**Exercise description:** Each line from the material with the word "wooden" in it must be copied.
- - - -
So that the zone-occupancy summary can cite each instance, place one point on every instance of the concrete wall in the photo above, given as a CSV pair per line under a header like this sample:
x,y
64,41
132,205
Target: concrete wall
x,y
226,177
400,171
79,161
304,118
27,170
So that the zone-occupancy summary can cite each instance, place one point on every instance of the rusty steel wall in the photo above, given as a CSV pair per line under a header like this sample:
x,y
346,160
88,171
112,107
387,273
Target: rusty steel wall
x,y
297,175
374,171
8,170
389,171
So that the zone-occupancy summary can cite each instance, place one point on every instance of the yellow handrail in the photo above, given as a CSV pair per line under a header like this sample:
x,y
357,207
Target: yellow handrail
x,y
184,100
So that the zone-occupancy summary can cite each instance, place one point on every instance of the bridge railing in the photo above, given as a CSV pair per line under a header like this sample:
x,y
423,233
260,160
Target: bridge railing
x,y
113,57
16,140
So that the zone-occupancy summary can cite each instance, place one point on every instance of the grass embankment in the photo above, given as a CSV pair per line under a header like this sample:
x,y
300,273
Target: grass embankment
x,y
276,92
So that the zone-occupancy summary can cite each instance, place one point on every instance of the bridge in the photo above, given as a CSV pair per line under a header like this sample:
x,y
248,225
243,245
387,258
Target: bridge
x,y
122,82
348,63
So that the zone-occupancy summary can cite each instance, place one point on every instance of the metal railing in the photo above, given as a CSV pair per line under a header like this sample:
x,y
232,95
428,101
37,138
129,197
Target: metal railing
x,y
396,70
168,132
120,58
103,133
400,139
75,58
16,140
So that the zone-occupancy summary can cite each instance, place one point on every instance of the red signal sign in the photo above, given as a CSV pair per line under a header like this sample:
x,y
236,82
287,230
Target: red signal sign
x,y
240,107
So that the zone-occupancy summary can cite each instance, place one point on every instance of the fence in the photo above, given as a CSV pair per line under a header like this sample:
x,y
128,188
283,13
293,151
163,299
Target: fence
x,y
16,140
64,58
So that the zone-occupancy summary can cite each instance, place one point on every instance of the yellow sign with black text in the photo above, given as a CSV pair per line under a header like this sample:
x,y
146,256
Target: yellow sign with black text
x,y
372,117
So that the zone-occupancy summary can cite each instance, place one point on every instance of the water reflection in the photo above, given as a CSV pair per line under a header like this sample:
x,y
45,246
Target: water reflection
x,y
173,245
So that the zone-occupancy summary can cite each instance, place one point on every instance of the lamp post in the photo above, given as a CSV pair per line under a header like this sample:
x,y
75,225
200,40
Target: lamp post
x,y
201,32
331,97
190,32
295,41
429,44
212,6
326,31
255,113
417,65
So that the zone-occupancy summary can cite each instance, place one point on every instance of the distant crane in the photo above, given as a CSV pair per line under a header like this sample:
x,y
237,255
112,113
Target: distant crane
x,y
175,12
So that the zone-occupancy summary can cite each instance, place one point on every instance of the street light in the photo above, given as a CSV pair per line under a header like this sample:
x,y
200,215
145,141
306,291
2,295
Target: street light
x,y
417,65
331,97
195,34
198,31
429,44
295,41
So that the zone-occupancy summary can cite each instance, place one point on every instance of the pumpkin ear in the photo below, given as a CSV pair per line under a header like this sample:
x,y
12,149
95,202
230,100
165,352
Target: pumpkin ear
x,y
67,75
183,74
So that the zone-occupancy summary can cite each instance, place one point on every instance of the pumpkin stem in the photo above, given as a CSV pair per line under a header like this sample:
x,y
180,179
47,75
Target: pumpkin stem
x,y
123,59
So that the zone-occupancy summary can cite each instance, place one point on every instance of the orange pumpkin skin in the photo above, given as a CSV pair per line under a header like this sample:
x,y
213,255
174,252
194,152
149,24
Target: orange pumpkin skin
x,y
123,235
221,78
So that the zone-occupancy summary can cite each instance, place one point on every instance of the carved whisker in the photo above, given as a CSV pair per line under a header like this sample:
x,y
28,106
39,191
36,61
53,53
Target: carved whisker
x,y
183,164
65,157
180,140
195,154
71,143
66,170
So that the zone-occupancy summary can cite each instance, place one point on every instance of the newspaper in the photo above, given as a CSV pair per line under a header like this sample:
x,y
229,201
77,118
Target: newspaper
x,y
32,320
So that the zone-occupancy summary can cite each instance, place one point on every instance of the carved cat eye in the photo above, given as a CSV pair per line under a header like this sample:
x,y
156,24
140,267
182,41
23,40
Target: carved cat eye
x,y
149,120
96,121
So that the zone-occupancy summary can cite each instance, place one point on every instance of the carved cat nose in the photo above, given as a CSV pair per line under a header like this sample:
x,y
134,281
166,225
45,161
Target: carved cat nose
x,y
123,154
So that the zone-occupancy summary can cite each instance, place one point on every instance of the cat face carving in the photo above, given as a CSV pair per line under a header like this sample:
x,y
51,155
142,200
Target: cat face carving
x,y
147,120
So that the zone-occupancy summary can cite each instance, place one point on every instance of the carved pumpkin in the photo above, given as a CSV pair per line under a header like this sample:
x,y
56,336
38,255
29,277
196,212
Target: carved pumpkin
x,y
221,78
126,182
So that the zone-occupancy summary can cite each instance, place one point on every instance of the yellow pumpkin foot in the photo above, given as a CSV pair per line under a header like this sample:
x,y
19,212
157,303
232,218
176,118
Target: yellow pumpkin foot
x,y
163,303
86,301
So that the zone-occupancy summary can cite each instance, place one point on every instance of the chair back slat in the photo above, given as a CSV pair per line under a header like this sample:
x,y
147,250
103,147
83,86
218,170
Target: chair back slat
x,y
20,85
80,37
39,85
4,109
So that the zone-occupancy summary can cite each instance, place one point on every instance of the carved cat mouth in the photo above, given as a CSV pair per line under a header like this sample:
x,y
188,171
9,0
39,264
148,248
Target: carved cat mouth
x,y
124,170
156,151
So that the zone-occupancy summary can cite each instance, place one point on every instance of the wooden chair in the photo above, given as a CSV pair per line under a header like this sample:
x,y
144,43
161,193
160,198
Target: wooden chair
- - - -
**Output for this exercise:**
So that the zone-occupancy summary can cite each instance, place one point on every instance of the wooden chair in the photo above, given as a CSV pair per line under a header like this sample:
Target: wooden chair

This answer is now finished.